**EXERCISE TASK**
Write out the full set of records exactly. Any pictures in them do not belong in the copy.

**ENTRIES PROVIDED**
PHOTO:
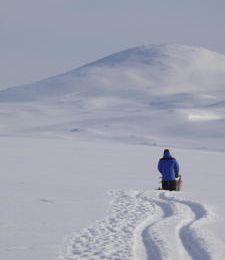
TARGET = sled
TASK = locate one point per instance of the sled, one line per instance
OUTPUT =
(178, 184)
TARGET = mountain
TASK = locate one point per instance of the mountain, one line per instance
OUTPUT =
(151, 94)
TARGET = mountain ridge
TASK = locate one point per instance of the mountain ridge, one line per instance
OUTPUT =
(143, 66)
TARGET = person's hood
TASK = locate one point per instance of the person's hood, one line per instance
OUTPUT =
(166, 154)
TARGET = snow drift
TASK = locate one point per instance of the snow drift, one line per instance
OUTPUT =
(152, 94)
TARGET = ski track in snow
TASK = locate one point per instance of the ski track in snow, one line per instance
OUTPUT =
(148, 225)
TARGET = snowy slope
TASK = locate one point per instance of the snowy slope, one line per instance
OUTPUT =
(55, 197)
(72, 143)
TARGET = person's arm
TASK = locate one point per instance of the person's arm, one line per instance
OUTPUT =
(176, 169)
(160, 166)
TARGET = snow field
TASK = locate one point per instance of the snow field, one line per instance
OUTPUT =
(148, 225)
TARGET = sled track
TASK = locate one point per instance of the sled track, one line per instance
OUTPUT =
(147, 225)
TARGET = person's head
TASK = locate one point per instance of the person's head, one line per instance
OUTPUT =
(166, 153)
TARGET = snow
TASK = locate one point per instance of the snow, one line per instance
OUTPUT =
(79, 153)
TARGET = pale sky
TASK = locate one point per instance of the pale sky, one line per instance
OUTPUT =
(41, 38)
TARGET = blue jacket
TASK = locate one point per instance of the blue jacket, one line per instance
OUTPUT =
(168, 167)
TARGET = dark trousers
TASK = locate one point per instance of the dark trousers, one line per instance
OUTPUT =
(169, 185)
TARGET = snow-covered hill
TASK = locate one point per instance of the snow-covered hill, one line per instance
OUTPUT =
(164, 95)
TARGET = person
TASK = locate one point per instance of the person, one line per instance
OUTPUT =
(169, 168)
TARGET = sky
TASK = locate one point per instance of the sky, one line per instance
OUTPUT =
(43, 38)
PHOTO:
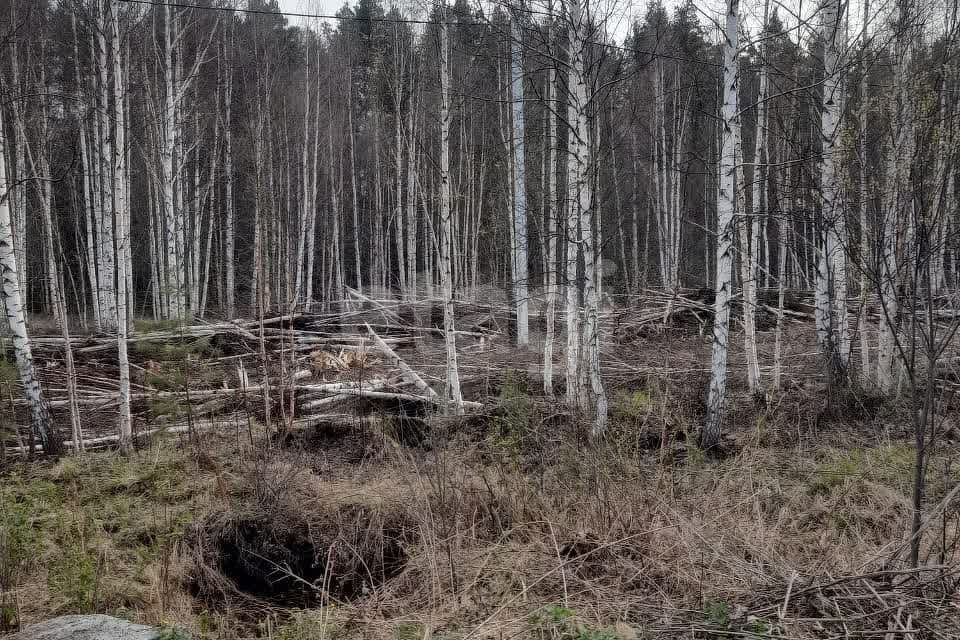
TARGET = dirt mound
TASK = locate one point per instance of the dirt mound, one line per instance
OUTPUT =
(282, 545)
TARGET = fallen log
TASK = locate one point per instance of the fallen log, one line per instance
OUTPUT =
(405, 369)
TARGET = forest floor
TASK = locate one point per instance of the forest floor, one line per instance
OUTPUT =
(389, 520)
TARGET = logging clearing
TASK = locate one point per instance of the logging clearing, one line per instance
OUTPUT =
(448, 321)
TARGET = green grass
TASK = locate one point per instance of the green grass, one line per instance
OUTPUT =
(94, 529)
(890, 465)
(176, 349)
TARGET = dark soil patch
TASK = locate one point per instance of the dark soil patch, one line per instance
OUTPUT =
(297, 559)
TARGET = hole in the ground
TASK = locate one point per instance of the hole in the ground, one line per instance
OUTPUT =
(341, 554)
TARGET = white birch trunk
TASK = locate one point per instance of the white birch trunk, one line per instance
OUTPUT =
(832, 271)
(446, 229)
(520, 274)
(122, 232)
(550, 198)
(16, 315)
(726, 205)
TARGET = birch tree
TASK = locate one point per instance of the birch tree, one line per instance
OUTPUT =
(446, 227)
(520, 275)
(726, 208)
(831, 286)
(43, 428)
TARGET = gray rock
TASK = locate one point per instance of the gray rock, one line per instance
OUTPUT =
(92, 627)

**SOLUTION FOR THIS PROBLEM**
PHOTO:
TARGET = sled
TASK = locate one point per instance of the sled, one line per instance
OUTPUT =
(178, 184)
TARGET = mountain
TASK = locate one point per instance of the mountain, one line per instance
OUTPUT =
(151, 94)
TARGET = mountain ridge
TASK = locate one point per instance of the mountain ridge, one line per instance
OUTPUT =
(143, 66)
TARGET = person's hood
TASK = locate one point per instance of the person's hood, one line per instance
OUTPUT =
(166, 154)
TARGET = snow drift
TASK = locate one point per instance of the snow drift, one line per instance
OUTPUT =
(152, 94)
TARGET = ski track in snow
TASK = locate one point per instance of the ski track in snow, one line per instance
OUTPUT =
(148, 225)
TARGET = snowy slope
TASK = locate one point per instance of the snowy slope, one line per instance
OUTPUT =
(55, 197)
(72, 143)
TARGET = person's arm
TASK = locate one point per instance of the person's arm, one line per instance
OUTPUT =
(176, 169)
(160, 166)
TARGET = snow field
TASK = locate one point per instance of the snow field, one line per instance
OUTPUT =
(148, 225)
TARGET = sled track
TASK = locate one point per instance of the sled track, one line per instance
OUTPUT =
(147, 225)
TARGET = person's head
TASK = locate one point per instance of the person's head, one line per instance
OUTPUT =
(166, 153)
TARGET = snow
TASK = locate one point per instance of the snow, one line per instance
OUTPUT =
(79, 153)
TARGET = pale sky
TASK = locate one point per instance of the pale sky, one line per instance
OUTPUT =
(41, 38)
TARGET = blue jacket
TASK = locate one point per instance of the blue jacket, one line per instance
OUTPUT =
(168, 167)
TARGET = dark trousers
TASK = locate one point per instance of the dark trousers, one line per instance
OUTPUT =
(169, 185)
TARGET = snow-covered hill
TASK = locate one point per instance of the snow-covered hill, one line per instance
OUTPUT =
(164, 95)
TARGET = person
TASK = locate one point per instance of the person, one line per instance
OUTPUT =
(169, 168)
TARGET = sky
TASK = locate one point per instance of the sky, one line per instance
OUTPUT =
(43, 38)
PHOTO:
TARGET = dirt mound
TASK = locate one point per instance of the dirt mound, one line per instance
OUTPUT =
(282, 545)
TARGET = fallen log
TASK = locate one point per instance of the fallen log, one line per instance
OUTPUT =
(405, 369)
TARGET = forest floor
TASK = locate one point per instance of the forest floor, one line per instance
OUTPUT =
(389, 520)
TARGET = logging clearing
TASK = locate one point per instance of the logging clearing, one line per instance
OUTPUT =
(448, 321)
TARGET = green grass
TASK = locate one point per instance of the green grass, one line per instance
OUTPUT =
(94, 529)
(890, 465)
(176, 349)
TARGET = dark soil patch
TASK = locate one point per instance of the dark soil patch, one line per instance
OUTPUT =
(297, 559)
TARGET = hole in the ground
TASK = locate one point per instance of the hole in the ground, one line per instance
OUTPUT =
(341, 554)
TARGET = white birch trunk
TASK = locate one point per instance of the white birch trunk, one line per instance
OUTPUT =
(832, 271)
(446, 229)
(520, 274)
(122, 232)
(550, 198)
(16, 315)
(726, 205)
TARGET = birch tree
TASK = locate one point per instance of the birch tree, one line per instance
OUTPUT =
(446, 227)
(520, 275)
(726, 208)
(831, 286)
(43, 428)
TARGET = gray rock
TASK = locate one point per instance of the gray rock, one line per instance
OUTPUT =
(92, 627)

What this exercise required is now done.